Un bloc de données

+++

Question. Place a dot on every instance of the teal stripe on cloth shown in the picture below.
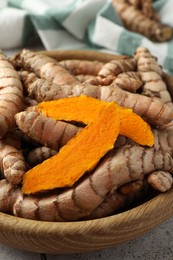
(15, 3)
(108, 12)
(29, 34)
(60, 14)
(44, 22)
(128, 42)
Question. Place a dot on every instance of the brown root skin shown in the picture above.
(39, 154)
(47, 131)
(44, 67)
(151, 74)
(146, 107)
(11, 95)
(12, 163)
(117, 169)
(82, 67)
(115, 67)
(160, 180)
(135, 20)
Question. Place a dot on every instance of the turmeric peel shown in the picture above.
(85, 109)
(90, 143)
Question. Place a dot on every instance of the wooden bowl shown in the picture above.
(90, 235)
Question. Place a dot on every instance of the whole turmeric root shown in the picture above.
(115, 67)
(117, 169)
(39, 154)
(44, 67)
(11, 94)
(12, 163)
(151, 109)
(160, 180)
(47, 131)
(151, 75)
(135, 20)
(82, 67)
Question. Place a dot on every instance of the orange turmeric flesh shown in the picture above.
(81, 154)
(85, 109)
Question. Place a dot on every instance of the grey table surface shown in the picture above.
(156, 244)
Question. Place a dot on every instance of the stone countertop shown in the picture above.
(156, 244)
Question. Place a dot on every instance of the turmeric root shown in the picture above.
(117, 169)
(145, 6)
(39, 154)
(85, 109)
(44, 67)
(152, 110)
(47, 131)
(160, 180)
(88, 143)
(41, 89)
(95, 80)
(151, 72)
(12, 163)
(134, 20)
(129, 81)
(115, 67)
(11, 95)
(85, 67)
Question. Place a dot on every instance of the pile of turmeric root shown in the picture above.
(82, 139)
(140, 17)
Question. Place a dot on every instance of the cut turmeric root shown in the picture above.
(85, 109)
(81, 154)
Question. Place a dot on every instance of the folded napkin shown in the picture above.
(78, 24)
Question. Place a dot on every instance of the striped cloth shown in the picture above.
(78, 24)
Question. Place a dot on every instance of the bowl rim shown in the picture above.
(106, 225)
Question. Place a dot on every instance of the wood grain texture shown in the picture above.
(90, 235)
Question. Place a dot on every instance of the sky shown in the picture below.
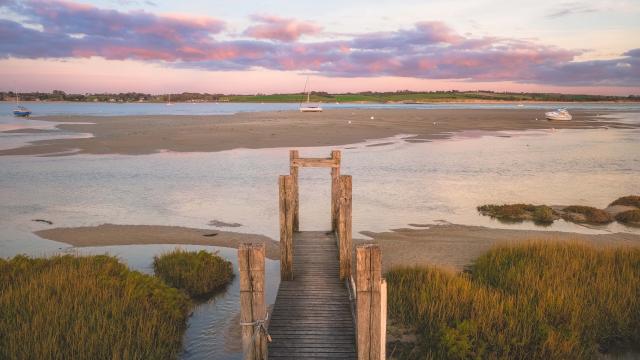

+++

Travail demandé
Recopiez sans modification la partie du matériel qui commence à la ligne contenant « Question. Place a dot on every instance of the cut » et se poursuit jusqu'à la fin du matériel, limites comprises. N'incluez pas les images dans votre réponse.

Réponse écrite
Question. Place a dot on every instance of the cut turmeric root shown in the picture above.
(85, 109)
(81, 154)
Question. Place a dot on every instance of the folded napkin shown in the picture above.
(78, 24)
Question. Place a dot on every instance of the striped cloth shown in the picture above.
(78, 24)
Question. Place a dot on every instance of the bowl rim shown in the picture above.
(106, 225)
Question. Place a dot on every instance of the wood grain texture shown in the picture above.
(90, 235)
Question. Place a dot on every instance of the sky shown in the picture below.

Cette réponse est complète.